Challenge:
Starting at the line that holds "Target: wooden bed frame", set down each line through the end of the listing, exactly as written and with nothing added.

Extracted material:
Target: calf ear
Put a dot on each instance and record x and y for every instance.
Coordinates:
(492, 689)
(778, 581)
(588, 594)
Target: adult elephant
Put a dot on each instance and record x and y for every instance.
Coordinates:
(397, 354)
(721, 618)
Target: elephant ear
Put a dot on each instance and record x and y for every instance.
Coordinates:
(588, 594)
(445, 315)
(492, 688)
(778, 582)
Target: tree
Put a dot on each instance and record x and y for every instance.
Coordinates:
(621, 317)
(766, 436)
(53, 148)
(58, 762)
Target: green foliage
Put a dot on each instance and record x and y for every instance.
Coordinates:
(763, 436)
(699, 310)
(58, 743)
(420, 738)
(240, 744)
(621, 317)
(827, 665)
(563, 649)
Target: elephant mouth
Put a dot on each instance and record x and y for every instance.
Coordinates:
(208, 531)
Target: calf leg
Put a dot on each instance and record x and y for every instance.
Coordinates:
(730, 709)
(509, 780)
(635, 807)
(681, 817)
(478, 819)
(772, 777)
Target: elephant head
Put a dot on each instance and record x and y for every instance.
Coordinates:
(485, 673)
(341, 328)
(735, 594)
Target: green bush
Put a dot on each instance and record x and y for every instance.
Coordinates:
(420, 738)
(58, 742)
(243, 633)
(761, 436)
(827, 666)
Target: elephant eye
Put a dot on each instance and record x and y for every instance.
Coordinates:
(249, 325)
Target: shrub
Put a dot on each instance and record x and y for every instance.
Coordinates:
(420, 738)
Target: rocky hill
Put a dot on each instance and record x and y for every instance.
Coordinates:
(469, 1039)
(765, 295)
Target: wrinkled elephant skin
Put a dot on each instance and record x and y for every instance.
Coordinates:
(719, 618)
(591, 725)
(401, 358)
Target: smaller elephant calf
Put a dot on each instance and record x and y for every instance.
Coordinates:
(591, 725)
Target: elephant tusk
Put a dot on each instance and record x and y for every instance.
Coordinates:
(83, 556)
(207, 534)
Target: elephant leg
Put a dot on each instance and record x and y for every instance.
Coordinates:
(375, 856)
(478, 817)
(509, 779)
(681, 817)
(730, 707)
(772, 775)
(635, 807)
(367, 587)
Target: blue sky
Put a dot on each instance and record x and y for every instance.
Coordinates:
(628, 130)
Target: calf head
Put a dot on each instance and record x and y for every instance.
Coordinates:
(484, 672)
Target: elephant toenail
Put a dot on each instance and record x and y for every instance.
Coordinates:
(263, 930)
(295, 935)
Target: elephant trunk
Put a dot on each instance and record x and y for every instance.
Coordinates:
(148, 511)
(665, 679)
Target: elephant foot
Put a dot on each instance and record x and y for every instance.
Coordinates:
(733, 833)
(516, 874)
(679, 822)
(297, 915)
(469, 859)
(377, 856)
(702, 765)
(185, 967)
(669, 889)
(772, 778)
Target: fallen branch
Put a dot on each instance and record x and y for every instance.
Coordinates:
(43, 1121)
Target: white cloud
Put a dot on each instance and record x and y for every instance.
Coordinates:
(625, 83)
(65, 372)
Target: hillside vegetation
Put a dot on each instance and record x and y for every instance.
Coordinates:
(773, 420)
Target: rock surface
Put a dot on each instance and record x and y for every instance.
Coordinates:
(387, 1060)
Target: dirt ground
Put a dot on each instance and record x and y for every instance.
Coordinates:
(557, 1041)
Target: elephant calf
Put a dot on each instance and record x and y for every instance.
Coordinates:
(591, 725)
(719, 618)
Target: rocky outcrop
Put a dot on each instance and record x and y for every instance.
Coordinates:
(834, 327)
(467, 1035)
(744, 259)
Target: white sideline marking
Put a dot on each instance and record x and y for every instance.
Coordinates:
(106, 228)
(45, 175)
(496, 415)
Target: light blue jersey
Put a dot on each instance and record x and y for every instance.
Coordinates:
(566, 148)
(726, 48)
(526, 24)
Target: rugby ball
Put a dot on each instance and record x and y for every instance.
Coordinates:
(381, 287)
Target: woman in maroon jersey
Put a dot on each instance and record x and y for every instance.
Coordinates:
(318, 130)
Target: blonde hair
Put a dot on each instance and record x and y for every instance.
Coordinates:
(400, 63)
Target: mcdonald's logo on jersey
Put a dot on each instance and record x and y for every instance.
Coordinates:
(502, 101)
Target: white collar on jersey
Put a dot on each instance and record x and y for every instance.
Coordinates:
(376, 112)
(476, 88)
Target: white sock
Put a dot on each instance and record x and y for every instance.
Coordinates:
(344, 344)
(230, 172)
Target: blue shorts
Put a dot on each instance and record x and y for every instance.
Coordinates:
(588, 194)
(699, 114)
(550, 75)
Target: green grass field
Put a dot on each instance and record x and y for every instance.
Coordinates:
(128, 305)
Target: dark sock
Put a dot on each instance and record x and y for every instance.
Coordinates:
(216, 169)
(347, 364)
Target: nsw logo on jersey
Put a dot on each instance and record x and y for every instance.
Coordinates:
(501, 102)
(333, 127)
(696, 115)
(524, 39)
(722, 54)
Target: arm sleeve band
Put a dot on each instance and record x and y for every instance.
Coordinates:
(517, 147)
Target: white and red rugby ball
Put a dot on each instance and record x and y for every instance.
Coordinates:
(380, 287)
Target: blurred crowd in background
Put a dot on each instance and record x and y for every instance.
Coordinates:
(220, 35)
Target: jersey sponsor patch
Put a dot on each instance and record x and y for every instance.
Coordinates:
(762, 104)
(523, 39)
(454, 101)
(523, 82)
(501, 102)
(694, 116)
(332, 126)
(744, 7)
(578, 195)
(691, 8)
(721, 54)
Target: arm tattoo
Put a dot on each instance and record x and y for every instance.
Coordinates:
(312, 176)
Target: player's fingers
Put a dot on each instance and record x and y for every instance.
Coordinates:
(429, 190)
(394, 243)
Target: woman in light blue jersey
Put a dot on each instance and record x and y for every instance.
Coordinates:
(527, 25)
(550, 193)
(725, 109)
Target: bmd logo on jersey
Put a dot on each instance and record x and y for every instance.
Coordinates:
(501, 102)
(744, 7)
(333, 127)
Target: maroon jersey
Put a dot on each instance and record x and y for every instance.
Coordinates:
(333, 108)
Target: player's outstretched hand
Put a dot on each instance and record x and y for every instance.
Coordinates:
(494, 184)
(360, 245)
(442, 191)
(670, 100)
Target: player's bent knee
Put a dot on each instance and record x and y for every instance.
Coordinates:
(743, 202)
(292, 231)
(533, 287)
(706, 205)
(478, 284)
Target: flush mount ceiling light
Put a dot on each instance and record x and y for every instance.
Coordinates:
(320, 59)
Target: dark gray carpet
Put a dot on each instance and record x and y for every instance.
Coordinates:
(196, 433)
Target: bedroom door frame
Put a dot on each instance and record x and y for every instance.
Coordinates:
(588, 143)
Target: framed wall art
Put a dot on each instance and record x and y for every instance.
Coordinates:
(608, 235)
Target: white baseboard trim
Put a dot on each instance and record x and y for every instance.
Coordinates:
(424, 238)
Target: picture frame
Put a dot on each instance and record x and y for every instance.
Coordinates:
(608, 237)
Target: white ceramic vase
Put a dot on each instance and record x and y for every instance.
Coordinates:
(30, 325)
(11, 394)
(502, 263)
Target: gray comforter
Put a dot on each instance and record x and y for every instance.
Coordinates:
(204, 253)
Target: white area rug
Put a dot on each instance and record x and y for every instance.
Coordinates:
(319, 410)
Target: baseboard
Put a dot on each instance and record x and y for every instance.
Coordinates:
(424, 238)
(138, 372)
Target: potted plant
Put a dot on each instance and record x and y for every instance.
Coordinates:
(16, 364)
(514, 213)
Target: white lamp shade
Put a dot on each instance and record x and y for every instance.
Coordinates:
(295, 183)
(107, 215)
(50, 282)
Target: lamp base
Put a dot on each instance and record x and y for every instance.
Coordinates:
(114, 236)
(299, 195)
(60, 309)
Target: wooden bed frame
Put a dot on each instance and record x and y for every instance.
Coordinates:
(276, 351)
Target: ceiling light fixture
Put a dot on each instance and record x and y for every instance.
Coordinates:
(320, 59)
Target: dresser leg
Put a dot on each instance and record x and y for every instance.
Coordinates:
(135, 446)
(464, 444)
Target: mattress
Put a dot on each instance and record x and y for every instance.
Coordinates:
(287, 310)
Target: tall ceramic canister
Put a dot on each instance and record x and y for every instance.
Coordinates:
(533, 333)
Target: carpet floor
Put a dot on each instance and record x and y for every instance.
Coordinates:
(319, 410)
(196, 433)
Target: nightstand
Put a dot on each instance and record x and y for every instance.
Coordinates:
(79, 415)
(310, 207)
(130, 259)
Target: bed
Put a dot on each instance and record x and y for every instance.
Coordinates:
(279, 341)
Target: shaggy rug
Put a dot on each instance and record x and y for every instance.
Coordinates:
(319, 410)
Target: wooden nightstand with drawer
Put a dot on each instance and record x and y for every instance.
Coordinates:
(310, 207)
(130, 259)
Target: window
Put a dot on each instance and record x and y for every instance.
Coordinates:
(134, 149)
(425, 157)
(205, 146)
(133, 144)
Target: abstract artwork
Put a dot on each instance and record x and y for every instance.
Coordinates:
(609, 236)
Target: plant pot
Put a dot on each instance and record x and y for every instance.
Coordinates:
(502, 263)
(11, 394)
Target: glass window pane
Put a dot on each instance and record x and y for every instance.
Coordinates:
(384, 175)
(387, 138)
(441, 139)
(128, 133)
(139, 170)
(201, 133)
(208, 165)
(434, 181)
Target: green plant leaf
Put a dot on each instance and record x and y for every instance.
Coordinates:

Full response:
Target: wooden bed frame
Put a dot on each instance and record x and y for every instance.
Coordinates:
(276, 351)
Target: ceiling light fixture
Put a dot on each instance and record x and y for every instance.
Coordinates:
(320, 59)
Target: dresser leg
Put a dot on each instance and record x and y for every instance.
Coordinates:
(135, 446)
(464, 444)
Target: mattress
Put a dot on each instance and record x and y for every instance.
Coordinates:
(287, 310)
Target: tall ceramic canister
Put a dot on each instance and record x and y for every instance.
Coordinates:
(533, 333)
Target: carpet floor
Put a dot on each instance and record x and y for every instance.
Coordinates:
(319, 410)
(196, 433)
Target: nightstand
Put a dot on each instance and record x and y for every instance.
Coordinates:
(79, 415)
(310, 207)
(130, 259)
Target: bed
Put a dot on each instance and record x and y for every instance.
Coordinates:
(279, 341)
Target: shaggy rug
Put a dot on each instance and record x and y for every instance.
Coordinates:
(319, 410)
Target: wooden nightstand with drawer
Put a dot on each instance and record x and y for every instance.
Coordinates:
(310, 207)
(130, 259)
Target: window
Put a dot on each instance and record x and y for every instance.
Coordinates:
(134, 149)
(425, 157)
(205, 146)
(133, 144)
Target: abstract artwork
Put a dot on each instance and record x and y for every instance.
Coordinates:
(609, 236)
Target: plant pot
Put a dot on each instance and record x and y for every instance.
Coordinates:
(502, 263)
(11, 394)
Target: glass window pane
Put a dot on each instance and record x and y for every instance.
Coordinates:
(384, 175)
(387, 138)
(441, 139)
(128, 133)
(139, 170)
(201, 133)
(208, 165)
(434, 181)
Target: green plant leaf
Put a dot on each instance and record x and y for every instance.
Coordinates:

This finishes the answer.